THE DATA:

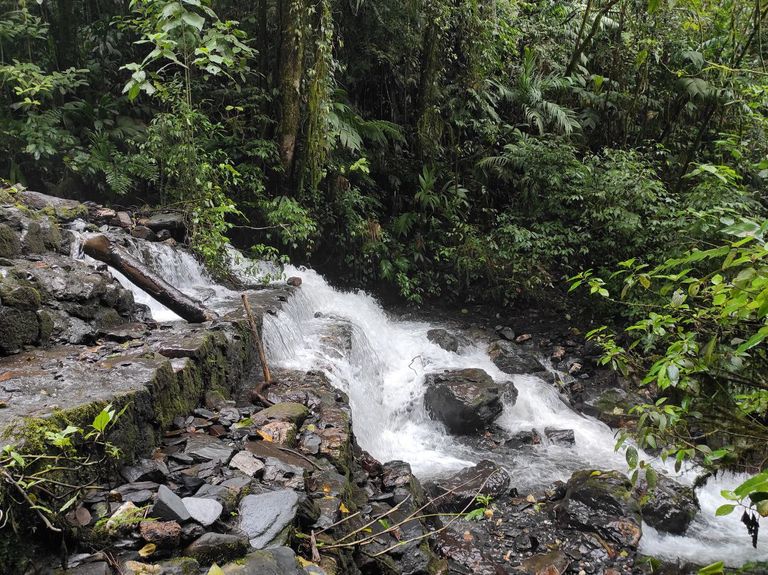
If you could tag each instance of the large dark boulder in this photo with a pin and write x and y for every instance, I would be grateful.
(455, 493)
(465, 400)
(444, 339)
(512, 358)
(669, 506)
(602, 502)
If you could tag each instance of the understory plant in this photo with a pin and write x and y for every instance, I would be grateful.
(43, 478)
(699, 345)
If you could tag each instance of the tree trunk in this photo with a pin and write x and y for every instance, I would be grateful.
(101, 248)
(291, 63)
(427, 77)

WHAT YOU WILL DO: Reproduce the material above word for word, leaving out the pictures.

ANSWER:
If you could tag each instance of the large dark boulder in this photo with a pin and write x and y for every instance, I would be grateful.
(455, 493)
(465, 400)
(444, 339)
(512, 358)
(669, 506)
(602, 502)
If you could tag each instance of the understory plant in this photo with a pin and write x and y for every instance, I would be grateful.
(43, 478)
(699, 345)
If you could tag each instance of the tree trunk in this photo with a pin and write x and y for every instance, I would be grateful.
(101, 248)
(291, 63)
(427, 77)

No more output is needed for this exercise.